[TASK INSTRUCTIONS]
Please recast the part of the items below that opens with the line containing "of the dirt" and closes with the line containing "248L1 256L162 256L132" as a Markdown table with the columns Row and Text, one numbered row per line and blank lines left out. Include only those lines.
** START OF DATASET EXTRACT **
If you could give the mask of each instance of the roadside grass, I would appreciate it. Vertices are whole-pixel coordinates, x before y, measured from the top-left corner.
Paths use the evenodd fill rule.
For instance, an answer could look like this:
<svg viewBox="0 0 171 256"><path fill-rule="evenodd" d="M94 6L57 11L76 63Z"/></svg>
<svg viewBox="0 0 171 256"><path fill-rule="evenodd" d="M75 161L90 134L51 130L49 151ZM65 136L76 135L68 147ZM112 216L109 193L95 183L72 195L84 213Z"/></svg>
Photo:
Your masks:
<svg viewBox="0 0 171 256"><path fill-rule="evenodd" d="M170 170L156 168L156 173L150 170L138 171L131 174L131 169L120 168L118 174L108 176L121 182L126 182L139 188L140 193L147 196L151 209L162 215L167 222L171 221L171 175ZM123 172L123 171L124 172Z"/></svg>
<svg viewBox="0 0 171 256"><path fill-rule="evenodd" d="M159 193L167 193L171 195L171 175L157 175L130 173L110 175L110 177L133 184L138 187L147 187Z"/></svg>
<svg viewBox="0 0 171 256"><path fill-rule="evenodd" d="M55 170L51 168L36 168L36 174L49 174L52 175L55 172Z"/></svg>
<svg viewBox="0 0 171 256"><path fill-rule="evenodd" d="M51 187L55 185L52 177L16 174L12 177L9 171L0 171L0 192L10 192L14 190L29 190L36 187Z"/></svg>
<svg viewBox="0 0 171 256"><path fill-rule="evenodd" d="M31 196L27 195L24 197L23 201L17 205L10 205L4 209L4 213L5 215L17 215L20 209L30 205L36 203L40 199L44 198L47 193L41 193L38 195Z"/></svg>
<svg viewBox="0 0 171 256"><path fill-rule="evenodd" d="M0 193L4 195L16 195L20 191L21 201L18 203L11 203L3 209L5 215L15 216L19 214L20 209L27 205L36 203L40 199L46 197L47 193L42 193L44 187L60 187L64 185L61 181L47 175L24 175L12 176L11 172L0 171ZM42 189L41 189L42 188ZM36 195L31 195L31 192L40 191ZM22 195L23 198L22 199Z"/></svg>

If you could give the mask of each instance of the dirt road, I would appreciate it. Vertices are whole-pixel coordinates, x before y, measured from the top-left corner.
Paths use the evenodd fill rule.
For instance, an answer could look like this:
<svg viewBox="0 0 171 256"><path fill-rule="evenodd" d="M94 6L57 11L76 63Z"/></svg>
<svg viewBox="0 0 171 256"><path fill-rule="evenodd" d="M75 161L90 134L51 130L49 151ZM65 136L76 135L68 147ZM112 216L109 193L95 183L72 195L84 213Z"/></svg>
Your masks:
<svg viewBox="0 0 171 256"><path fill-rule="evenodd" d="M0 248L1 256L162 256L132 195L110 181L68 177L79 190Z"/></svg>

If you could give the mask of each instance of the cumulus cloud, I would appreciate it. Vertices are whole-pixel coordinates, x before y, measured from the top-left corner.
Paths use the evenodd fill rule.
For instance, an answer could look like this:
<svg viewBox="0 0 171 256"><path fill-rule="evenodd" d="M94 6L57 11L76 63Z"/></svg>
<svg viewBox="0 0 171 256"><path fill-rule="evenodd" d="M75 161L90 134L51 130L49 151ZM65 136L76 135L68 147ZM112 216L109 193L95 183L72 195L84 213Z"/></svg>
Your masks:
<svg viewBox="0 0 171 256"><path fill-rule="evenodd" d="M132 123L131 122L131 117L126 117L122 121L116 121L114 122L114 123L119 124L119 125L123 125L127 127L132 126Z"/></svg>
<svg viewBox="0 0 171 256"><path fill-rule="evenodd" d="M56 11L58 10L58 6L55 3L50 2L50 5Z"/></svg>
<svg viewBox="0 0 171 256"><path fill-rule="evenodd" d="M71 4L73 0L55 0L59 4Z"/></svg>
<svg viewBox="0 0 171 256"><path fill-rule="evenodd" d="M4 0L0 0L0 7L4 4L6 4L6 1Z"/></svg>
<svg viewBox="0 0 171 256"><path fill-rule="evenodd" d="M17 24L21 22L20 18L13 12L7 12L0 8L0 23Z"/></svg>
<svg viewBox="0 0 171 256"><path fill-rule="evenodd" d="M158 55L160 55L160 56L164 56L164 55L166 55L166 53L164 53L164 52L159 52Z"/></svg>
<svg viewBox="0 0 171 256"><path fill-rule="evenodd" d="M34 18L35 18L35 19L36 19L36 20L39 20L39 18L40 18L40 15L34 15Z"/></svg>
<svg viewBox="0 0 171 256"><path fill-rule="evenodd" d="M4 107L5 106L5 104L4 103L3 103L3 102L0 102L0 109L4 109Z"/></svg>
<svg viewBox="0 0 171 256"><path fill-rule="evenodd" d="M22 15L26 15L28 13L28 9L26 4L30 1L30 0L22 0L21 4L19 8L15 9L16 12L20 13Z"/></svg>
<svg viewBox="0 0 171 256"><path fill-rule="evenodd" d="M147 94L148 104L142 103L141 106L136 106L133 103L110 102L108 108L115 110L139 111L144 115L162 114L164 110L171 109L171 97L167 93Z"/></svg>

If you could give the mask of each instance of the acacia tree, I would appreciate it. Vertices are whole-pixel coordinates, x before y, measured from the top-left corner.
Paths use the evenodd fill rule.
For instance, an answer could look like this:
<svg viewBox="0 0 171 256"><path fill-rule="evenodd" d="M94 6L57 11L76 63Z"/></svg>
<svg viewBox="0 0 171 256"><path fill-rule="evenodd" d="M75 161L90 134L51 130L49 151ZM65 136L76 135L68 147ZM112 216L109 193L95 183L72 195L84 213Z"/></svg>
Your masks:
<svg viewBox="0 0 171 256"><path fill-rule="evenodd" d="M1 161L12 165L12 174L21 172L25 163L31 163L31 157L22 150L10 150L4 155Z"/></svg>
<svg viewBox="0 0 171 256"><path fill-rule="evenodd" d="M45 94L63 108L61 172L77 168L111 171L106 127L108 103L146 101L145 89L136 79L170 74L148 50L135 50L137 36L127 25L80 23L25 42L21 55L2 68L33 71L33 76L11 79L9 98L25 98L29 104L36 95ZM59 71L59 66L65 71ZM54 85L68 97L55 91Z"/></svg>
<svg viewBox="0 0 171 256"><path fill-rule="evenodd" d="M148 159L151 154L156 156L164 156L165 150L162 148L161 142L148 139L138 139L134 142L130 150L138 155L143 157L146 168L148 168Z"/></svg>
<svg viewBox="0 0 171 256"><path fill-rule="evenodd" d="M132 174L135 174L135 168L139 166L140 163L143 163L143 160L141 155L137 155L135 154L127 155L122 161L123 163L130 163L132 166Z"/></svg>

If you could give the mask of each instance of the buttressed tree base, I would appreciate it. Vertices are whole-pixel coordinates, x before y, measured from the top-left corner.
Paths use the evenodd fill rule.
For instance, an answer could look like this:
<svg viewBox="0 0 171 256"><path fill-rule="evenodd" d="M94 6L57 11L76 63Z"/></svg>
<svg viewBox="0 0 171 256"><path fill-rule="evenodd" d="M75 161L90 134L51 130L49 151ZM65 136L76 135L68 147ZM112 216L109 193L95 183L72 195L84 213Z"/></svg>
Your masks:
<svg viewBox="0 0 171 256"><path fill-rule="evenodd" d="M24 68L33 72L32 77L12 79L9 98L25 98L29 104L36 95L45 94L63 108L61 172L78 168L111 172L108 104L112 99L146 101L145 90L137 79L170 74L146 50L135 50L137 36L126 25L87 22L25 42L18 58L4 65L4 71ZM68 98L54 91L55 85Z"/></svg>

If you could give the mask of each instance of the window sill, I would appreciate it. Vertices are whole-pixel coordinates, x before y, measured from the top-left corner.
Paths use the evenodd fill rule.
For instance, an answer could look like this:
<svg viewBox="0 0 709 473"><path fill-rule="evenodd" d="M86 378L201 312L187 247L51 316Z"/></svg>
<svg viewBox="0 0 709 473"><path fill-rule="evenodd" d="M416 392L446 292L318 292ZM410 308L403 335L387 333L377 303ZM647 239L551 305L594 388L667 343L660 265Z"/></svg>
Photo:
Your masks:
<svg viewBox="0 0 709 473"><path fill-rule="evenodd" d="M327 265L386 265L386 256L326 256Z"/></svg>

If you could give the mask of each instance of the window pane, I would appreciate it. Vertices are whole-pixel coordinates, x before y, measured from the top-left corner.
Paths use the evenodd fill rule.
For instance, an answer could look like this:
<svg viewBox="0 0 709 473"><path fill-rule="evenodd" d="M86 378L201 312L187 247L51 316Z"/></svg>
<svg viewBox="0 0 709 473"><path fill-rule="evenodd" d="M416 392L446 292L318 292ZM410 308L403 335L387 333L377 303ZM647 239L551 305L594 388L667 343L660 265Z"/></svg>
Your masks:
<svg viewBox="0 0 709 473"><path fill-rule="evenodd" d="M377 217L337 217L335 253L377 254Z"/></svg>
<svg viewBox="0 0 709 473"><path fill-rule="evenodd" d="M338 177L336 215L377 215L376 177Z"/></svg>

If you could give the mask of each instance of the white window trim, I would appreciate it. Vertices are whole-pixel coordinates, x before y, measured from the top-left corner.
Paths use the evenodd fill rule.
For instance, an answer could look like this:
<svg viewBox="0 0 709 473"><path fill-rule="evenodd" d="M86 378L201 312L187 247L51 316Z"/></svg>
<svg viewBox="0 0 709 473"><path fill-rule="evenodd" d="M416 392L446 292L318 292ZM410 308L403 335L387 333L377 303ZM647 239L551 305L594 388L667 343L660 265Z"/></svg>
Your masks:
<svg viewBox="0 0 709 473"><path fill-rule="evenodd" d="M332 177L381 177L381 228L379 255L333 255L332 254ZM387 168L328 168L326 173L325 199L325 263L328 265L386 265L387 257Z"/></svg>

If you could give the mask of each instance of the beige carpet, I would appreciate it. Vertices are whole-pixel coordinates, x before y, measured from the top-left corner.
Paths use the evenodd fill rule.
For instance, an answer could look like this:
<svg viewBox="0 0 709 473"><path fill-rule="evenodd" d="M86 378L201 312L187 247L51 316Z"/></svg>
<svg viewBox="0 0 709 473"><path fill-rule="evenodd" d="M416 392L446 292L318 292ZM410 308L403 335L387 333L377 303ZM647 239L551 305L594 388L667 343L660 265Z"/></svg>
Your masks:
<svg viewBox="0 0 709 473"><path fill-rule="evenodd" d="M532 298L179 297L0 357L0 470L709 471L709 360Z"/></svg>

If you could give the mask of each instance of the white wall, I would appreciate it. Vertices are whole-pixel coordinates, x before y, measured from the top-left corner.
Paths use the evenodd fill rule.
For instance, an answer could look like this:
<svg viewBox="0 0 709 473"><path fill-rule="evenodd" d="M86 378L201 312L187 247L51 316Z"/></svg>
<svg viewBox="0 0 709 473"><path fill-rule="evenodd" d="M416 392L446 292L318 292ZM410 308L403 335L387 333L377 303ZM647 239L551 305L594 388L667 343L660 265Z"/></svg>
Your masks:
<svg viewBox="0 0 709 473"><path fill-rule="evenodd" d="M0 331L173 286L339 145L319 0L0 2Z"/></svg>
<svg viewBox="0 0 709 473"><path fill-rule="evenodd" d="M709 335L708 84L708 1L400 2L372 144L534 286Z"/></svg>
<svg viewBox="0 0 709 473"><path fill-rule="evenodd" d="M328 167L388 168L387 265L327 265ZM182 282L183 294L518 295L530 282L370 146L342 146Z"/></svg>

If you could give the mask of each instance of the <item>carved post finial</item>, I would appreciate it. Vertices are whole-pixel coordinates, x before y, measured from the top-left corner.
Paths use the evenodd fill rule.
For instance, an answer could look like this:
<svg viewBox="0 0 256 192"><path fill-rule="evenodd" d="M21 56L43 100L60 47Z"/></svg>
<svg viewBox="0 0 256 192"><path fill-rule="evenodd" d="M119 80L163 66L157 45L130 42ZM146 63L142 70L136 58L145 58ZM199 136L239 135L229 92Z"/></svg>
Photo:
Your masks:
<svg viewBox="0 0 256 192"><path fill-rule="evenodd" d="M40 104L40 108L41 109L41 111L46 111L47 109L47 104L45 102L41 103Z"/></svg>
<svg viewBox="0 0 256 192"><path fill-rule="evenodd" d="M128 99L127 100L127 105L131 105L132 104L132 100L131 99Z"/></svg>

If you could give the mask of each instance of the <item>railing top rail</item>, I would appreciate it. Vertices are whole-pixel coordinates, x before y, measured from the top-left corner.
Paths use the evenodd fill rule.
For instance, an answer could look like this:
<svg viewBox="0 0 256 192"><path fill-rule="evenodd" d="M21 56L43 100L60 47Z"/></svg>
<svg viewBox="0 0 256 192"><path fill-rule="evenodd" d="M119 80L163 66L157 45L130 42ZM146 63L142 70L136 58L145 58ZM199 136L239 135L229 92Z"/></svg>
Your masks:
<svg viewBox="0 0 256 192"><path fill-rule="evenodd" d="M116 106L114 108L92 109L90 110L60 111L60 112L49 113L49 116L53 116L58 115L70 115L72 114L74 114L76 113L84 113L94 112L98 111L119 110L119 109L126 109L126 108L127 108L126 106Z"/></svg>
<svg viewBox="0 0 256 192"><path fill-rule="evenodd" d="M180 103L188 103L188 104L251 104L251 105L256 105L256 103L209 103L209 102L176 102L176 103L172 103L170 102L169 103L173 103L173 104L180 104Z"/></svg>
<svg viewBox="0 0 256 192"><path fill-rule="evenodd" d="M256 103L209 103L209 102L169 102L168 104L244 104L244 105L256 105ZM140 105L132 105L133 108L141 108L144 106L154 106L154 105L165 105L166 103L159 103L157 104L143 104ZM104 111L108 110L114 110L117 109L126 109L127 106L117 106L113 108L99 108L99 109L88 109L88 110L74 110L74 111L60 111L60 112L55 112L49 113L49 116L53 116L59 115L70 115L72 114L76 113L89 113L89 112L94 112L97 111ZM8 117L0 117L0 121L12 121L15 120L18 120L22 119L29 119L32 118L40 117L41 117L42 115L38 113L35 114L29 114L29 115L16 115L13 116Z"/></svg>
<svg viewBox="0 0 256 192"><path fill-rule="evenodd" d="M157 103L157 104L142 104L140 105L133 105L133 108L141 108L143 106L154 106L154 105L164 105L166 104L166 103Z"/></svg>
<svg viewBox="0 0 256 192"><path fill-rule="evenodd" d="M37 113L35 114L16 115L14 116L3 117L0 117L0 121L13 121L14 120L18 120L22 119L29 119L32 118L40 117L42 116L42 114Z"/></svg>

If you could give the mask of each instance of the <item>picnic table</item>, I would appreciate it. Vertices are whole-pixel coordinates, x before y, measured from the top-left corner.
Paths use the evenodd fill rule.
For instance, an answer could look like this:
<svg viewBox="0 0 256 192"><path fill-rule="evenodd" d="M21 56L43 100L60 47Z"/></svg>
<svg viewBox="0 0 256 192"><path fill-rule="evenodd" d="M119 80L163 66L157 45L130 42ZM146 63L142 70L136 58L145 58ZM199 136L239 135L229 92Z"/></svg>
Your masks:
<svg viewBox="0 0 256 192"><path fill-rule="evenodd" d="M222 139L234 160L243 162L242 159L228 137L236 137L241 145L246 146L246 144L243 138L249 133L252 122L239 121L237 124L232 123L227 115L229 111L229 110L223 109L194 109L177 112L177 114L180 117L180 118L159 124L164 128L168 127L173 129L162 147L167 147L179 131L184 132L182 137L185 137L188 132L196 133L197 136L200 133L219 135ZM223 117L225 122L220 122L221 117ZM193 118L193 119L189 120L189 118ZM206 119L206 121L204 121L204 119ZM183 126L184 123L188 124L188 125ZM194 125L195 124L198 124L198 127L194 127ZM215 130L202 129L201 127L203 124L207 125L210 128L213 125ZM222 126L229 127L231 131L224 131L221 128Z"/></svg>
** END OF DATASET EXTRACT **
[RESPONSE]
| Row | Text |
|---|---|
| 1 | If you could give the mask of each instance of the dirt road, I would appreciate it. Vertices are whole-pixel coordinates, x before y, measured from the top-left corner. |
| 2 | Paths use the evenodd fill rule. |
| 3 | For instance, an answer could look like this: |
| 4 | <svg viewBox="0 0 171 256"><path fill-rule="evenodd" d="M94 6L57 11L76 63Z"/></svg> |
| 5 | <svg viewBox="0 0 171 256"><path fill-rule="evenodd" d="M75 161L90 134L51 130L49 151ZM65 136L76 135L68 147ZM112 216L109 193L95 183L72 195L84 213Z"/></svg> |
| 6 | Your masks: |
| 7 | <svg viewBox="0 0 171 256"><path fill-rule="evenodd" d="M0 248L1 256L162 256L132 195L110 181L68 177L79 190Z"/></svg> |